__Aim__: Count the lines in the listing below that contain the string "steel", matching case exactly. Reply with the number alone.

start Given information

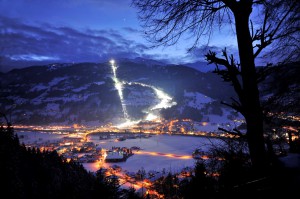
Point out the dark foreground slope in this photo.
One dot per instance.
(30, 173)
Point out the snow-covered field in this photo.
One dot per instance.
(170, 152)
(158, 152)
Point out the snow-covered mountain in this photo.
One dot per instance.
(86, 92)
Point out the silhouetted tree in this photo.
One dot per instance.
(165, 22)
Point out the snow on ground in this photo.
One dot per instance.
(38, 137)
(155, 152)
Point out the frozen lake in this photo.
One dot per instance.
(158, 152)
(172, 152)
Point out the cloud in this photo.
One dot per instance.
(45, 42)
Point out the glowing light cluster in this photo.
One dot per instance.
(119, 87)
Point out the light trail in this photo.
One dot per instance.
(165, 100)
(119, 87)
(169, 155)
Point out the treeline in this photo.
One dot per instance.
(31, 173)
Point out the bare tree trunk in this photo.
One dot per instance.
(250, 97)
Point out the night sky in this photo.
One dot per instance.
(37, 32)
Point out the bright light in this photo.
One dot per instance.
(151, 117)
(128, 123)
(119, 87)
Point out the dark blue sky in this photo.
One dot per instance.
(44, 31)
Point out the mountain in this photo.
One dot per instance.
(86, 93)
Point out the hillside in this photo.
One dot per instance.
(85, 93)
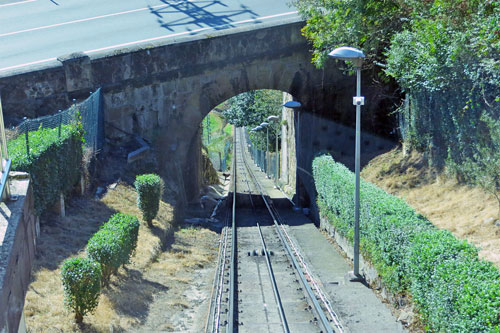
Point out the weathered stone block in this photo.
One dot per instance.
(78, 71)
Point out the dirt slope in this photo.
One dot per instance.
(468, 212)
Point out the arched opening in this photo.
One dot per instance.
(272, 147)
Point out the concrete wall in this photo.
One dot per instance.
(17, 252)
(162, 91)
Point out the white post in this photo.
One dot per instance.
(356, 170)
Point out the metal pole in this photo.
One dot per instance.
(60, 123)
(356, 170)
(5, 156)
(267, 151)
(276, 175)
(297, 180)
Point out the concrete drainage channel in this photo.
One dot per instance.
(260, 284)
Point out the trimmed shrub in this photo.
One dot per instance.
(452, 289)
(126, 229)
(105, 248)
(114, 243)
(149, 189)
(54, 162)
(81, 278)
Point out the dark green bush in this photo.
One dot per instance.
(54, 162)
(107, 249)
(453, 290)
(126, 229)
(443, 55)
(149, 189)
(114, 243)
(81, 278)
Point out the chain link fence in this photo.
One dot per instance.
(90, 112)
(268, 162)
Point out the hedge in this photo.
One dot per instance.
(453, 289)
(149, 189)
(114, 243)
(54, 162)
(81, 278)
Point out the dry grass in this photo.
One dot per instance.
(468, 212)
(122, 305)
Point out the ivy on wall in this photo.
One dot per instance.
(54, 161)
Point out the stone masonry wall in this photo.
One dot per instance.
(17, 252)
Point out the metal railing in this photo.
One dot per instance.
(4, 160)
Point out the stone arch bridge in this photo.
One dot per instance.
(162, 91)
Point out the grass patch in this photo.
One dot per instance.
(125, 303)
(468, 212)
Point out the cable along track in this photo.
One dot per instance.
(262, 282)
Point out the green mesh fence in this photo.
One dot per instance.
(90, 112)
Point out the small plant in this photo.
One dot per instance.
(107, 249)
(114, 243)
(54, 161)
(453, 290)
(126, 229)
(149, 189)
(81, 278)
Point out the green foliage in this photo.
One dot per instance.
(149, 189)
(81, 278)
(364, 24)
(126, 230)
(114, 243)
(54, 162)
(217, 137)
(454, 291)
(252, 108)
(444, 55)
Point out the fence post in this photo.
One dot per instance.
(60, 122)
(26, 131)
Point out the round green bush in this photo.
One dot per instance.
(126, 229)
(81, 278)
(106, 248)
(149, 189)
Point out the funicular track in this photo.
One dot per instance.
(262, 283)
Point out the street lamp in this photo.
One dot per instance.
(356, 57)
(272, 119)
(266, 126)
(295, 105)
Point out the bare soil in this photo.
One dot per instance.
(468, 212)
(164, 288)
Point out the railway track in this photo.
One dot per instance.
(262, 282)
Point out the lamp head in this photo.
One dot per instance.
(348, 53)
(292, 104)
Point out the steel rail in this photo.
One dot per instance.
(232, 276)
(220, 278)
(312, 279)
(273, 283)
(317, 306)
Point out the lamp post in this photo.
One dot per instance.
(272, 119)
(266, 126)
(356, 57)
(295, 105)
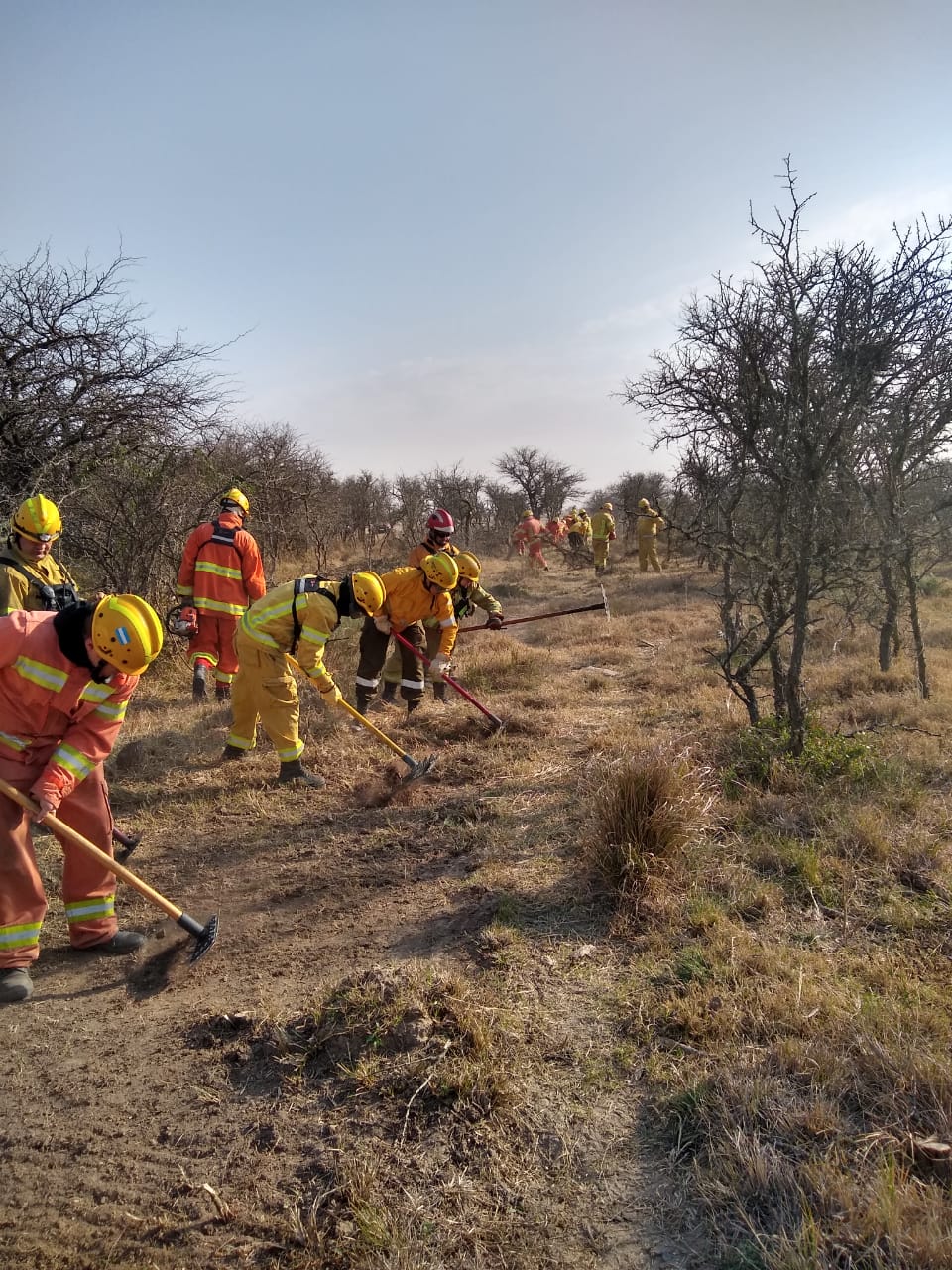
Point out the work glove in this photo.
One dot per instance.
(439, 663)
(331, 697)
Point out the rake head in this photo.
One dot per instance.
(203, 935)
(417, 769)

end Given information
start Given information

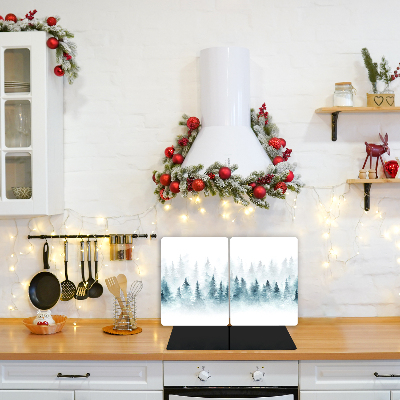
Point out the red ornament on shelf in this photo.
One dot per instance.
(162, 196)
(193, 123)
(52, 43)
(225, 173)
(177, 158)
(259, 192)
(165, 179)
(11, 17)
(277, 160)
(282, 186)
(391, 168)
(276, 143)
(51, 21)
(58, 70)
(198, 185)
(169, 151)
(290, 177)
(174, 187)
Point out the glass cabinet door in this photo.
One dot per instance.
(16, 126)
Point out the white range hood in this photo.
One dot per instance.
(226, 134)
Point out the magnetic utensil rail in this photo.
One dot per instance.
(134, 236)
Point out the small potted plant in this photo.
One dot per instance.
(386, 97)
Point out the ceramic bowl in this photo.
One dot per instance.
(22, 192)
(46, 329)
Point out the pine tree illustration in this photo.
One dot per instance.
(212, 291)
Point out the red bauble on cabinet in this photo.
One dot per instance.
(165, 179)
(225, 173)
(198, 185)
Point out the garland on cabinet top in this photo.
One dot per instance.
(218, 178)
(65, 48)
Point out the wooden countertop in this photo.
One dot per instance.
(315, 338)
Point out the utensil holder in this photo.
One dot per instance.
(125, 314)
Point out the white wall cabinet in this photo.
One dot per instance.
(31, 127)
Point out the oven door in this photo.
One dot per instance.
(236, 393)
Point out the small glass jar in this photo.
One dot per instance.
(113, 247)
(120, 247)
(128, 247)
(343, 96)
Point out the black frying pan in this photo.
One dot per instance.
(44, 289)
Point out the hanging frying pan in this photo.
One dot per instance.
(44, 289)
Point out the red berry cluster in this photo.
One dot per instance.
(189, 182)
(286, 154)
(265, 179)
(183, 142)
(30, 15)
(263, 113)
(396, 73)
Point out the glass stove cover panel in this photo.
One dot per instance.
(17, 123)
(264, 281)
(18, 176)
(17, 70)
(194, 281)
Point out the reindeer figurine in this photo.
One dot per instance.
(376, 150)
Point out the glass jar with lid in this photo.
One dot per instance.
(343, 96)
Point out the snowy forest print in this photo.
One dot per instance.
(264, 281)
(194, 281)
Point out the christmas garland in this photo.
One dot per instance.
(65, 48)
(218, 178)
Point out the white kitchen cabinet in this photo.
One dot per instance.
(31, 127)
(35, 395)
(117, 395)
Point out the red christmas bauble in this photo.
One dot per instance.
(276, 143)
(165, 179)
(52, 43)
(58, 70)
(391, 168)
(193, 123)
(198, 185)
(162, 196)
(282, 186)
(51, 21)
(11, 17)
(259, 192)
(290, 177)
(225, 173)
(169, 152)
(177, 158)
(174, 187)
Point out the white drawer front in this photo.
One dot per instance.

end Given information
start Given information

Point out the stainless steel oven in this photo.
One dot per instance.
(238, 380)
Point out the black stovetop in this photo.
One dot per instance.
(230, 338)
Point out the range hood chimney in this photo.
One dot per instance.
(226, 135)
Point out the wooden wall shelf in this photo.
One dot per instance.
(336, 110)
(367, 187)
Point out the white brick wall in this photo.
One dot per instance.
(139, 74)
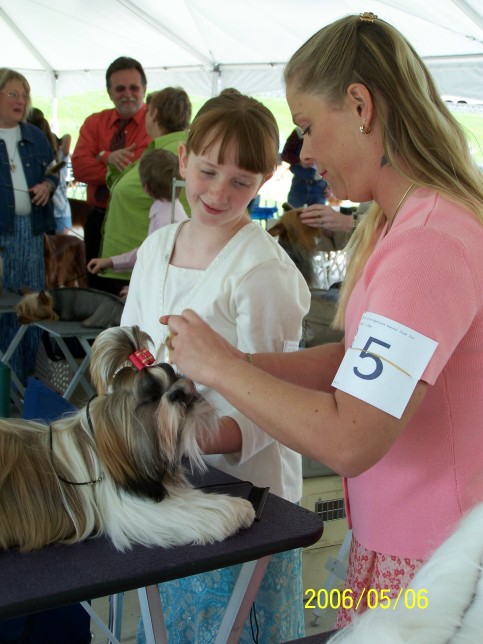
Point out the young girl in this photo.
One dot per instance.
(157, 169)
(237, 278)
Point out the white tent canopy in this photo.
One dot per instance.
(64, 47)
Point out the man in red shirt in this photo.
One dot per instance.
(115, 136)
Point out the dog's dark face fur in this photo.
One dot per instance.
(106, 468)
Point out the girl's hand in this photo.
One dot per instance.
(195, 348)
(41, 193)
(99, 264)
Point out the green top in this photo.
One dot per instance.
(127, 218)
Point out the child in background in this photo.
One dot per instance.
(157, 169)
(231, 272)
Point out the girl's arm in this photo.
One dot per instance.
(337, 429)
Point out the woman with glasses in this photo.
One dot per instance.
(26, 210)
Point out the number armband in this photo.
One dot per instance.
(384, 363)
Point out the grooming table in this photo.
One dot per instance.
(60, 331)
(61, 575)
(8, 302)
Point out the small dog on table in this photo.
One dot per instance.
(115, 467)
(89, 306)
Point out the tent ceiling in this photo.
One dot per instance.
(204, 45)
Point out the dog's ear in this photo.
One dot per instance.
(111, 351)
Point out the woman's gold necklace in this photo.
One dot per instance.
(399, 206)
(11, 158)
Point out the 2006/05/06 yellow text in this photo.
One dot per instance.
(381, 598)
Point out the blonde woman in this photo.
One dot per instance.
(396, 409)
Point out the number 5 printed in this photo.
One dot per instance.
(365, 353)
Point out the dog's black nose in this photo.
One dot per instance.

end Given information

__Written solution__: 2